DIRECTIVE A
Lay out the part of the records that opens with the line containing "For the evaluation set, pick out each instance of the stepped" and closes with the line containing "x=388 y=524" as a Markdown table with the columns Row and Line. Give each line its own numbered row and leave out blank lines.

SOURCE TEXT

** begin **

I also discovered that Grimm was, in fact, in New Zealand, which explained why he hadn’t been replying to my phone messages asking if he could use his van to help me move to The Village.


Through the Looking Glass


I was going to The Village to see my apartment and meet the local board of education on Friday. The regional Company B branch manager was meeting me in Mishima, and I spent the thirty-minute Shinkansen ride to Mishima standing by the washroom in an overcrowded car with about sixty pounds of baggage at my feet. I then met the regional branch manager and we took a local train another thirty minutes to Shuzenji, from whence we drove for another hour in a rented car over insane cliffside roads to The Village.

 

I could see Mount Fuji in the distance as we drove along the coast. At one point, we drove across a bridge between two mountain ridges and I could see spread out below me an oceanic expanse of rolling, perfectly verdant mountains into which we began to descend down a switchback road that was barely wide enough for the two lanes of traffic it was meant to accommodate. There were buses coming in the other direction.

 

I determined that I needed to buy a camera: I was going to live in a storybook. The only problem was that the entrance might as well have been through a wardrobe. The Village was on the distant edge of the middle of nowhere.

 

But I think I went to visit at exactly the right time of year. The Village was nestled between two lines of deep green mountains, through the midst of which ran a lazy little river lined on either side by blossoming cherry trees. Rice paddies stretched away below the road to my apartment, with occasional buildings dotting the lower levels of the nearby mountainsides. It started to rain a bit as we arrived.

The river through The Village
The river through The Village

When we went to the board of education, I learned for the first time that I was not, in fact, starting work on the first of April, but rather on the Monday a week later.

 

I dumped my stuff off at my apartment and the branch manager wrangled with the landlord for a very long time as he tried to set up gas, water and power for me in time for my arrival on the last Sunday in March. I couldn’t delay my arrival any later since a new teacher was scheduled to move into my room in Shizuoka the day I left.

 

After that we went and grabbed everything from the old ALT’s apartment that wasn’t nailed down. This included a small, half-broken TV and a refrigerator among other odds and ends. In a classic example of sloth breeding ingenuity, we used a one-yen coin to unscrew the washing machine. Then the branch manager got shocked by the ground line and we decided we should find the tool kit.

 

The old ALT's apartment was actually much nicer than the one I was going to be living in. Mine had a huge living room and a tiny bedroom with ugly green walls and nasty copper-coloured stains on the paper sliding doors. The old ALT's apartment was generally cleaner and featured a large bedroom and less living space, which would have suited me fine since I own no furniture and tend to live in my bedroom anyway. It was also right up against a mountain, beside a driving range, and much closer to the bus station, as well as being in the same building as the only other foreigner in town, who, incidentally, happened to own a VCR.

** end **

DIRECTIVE B
Continue the account of the move to The Village, starting right after its last sentence.

Records from a collection

** begin **

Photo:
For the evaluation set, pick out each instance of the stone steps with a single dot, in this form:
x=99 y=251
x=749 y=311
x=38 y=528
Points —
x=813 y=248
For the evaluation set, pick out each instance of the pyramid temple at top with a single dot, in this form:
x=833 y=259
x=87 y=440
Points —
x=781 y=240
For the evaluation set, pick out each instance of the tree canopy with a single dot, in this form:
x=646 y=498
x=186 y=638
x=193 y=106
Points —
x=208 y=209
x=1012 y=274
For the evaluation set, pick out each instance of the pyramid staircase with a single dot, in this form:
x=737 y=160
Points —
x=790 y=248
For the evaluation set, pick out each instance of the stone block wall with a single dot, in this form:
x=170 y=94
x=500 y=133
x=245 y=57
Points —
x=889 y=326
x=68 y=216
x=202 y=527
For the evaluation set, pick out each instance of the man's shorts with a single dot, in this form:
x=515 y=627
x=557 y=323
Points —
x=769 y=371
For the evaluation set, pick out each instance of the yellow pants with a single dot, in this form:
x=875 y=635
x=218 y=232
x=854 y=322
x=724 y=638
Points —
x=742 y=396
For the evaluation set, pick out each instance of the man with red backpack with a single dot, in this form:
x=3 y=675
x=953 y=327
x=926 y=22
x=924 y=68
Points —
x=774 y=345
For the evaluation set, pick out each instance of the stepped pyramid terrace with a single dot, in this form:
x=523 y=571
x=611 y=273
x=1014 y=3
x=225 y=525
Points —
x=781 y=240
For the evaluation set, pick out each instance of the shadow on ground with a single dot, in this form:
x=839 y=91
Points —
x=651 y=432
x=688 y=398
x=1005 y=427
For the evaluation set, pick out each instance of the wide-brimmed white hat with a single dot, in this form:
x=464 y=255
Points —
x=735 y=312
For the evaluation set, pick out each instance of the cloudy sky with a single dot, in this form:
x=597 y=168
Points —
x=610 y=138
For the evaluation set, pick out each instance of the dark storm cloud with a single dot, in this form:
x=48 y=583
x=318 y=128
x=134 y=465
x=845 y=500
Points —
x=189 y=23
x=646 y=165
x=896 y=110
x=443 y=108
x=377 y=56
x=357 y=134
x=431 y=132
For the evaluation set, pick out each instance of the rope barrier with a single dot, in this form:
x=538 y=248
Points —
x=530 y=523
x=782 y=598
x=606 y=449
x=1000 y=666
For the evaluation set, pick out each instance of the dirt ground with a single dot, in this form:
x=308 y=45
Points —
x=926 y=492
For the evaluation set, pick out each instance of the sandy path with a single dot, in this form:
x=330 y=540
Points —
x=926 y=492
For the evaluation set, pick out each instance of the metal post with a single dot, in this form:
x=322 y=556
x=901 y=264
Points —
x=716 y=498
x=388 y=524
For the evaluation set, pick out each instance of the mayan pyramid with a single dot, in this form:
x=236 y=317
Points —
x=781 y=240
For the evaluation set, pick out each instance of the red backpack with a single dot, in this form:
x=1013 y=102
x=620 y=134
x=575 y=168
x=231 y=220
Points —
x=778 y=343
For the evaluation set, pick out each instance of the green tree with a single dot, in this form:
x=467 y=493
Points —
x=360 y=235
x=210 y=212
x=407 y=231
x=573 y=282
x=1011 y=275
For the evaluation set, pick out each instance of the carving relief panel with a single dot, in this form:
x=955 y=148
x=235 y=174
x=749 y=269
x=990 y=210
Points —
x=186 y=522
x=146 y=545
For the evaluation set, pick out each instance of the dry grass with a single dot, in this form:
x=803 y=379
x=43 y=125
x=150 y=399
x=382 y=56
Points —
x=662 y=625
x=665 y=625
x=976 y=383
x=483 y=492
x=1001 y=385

** end **

WRITTEN RESPONSE A
| Row | Line |
|---|---|
| 1 | For the evaluation set, pick out each instance of the stepped pyramid terrace with a single dot, in this form: |
| 2 | x=523 y=571 |
| 3 | x=611 y=273 |
| 4 | x=1014 y=3 |
| 5 | x=225 y=525 |
| 6 | Points — |
| 7 | x=781 y=240 |
| 8 | For the evaluation set, pick out each instance of the shadow on ground with a single dot, in this form: |
| 9 | x=839 y=91 |
| 10 | Points — |
| 11 | x=651 y=432 |
| 12 | x=688 y=398 |
| 13 | x=1005 y=427 |
| 14 | For the evaluation set, pick out each instance of the wide-brimmed white hat with a single dot, in this form: |
| 15 | x=464 y=255 |
| 16 | Points — |
| 17 | x=735 y=312 |
| 18 | For the evaluation set, pick out each instance of the cloudy sky with a single dot, in this form: |
| 19 | x=597 y=168 |
| 20 | Points — |
| 21 | x=610 y=138 |
| 22 | For the evaluation set, pick out each instance of the dark storm cloud with a single dot, in this form: |
| 23 | x=48 y=583 |
| 24 | x=318 y=128 |
| 25 | x=134 y=465 |
| 26 | x=845 y=500 |
| 27 | Points — |
| 28 | x=189 y=23 |
| 29 | x=646 y=165 |
| 30 | x=896 y=110 |
| 31 | x=443 y=108 |
| 32 | x=377 y=56 |
| 33 | x=357 y=134 |
| 34 | x=431 y=132 |
| 35 | For the evaluation set, pick out each instance of the rope barrier with a single dot, in this form: |
| 36 | x=538 y=248 |
| 37 | Points — |
| 38 | x=530 y=523 |
| 39 | x=782 y=598 |
| 40 | x=606 y=449 |
| 41 | x=1000 y=666 |
| 42 | For the evaluation set, pick out each instance of the dirt ground with a single dot, in this form: |
| 43 | x=308 y=45 |
| 44 | Points — |
| 45 | x=926 y=492 |
| 46 | For the evaluation set, pick out each instance of the sandy path with a single dot, in this form: |
| 47 | x=330 y=540 |
| 48 | Points — |
| 49 | x=926 y=492 |
| 50 | For the evaluation set, pick out each instance of the metal post with a single dot, in this form: |
| 51 | x=322 y=556 |
| 52 | x=901 y=264 |
| 53 | Points — |
| 54 | x=716 y=498 |
| 55 | x=388 y=524 |

WRITTEN RESPONSE B
 

Did I mention the rent was cheaper? And I wouldn’t have had to pay key money?

 

It was about 5:00 p.m. by the time we gunned it out of The Village on the rain-slicked roads so I could make it back to Shizuoka to meet The Rover and the guys from my private class for drinks at 8:00.


Shizuoka's Last Hurrah


The language school organizer’s nephew came out with the guys from the language class that night, which worked out rather well since he had been acting as translator during our lessons and spoke fairly good English. The Rover spent most of the night talking to him since the other guys were just barely comfortable asking each other what kind of music they were into.

 

The next day, The Rover and I met with Toronto Girl and we went for lunch. Under The Rover’s expert guidance, she became very good at mocking me. She also helped me pick out little gifts to go with the cards I was writing for the staff at Blight, which I finished that night while The Rover asked me incessant questions about scheduling details I was already stressed out not to know anything about.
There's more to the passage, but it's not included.